Short exercise -> Output the lines of the material as a JSON list of strings, one string per line and no blank lines, starting at the line that contains "Question. The photograph above contains instances of the woman's" and ending at the end of the material, both ends included. Leave the pictures out of your answer.

Records provided ->
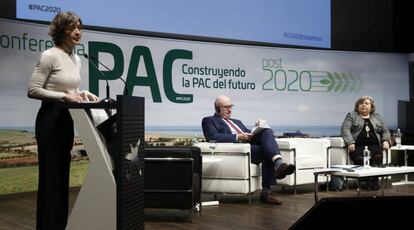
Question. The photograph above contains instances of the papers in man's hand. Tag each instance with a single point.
(260, 125)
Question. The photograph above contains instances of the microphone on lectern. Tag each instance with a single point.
(107, 99)
(125, 85)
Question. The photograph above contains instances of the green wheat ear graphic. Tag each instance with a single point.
(341, 82)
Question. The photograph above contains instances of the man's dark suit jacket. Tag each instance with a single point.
(214, 128)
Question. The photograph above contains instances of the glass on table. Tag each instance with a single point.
(212, 144)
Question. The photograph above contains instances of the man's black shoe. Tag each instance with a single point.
(284, 169)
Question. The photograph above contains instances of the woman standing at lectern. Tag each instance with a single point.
(56, 77)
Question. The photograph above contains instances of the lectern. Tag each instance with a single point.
(111, 196)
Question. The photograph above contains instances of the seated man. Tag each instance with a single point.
(264, 149)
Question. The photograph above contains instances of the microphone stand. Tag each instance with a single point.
(107, 99)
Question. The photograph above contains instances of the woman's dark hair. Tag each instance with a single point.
(61, 22)
(361, 100)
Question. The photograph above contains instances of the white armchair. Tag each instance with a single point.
(231, 171)
(307, 154)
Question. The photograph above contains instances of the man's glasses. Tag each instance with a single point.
(227, 106)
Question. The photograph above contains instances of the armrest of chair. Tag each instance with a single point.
(225, 147)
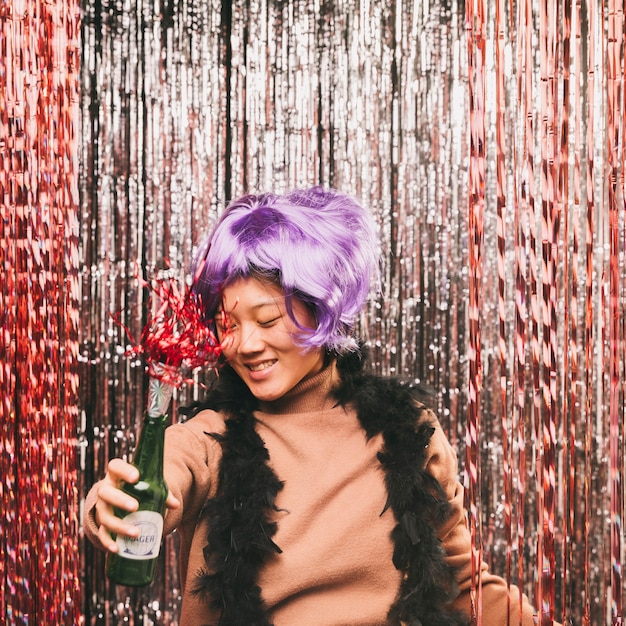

Worked answer ->
[
  "Question. The photograph above contains instances of the woman's dark hair. Tag each instance with a single point.",
  "(61, 22)",
  "(361, 100)",
  "Question. The photograph above contains instances of the white armchair. Tag each instance with a single point.",
  "(231, 171)",
  "(307, 154)",
  "Question. The photograph above contains instances of the man's glasses. Tag each instance with a single point.",
  "(227, 106)",
  "Question. The photograph above contains instances of the armrest of chair. Tag each instance with a single point.",
  "(225, 147)"
]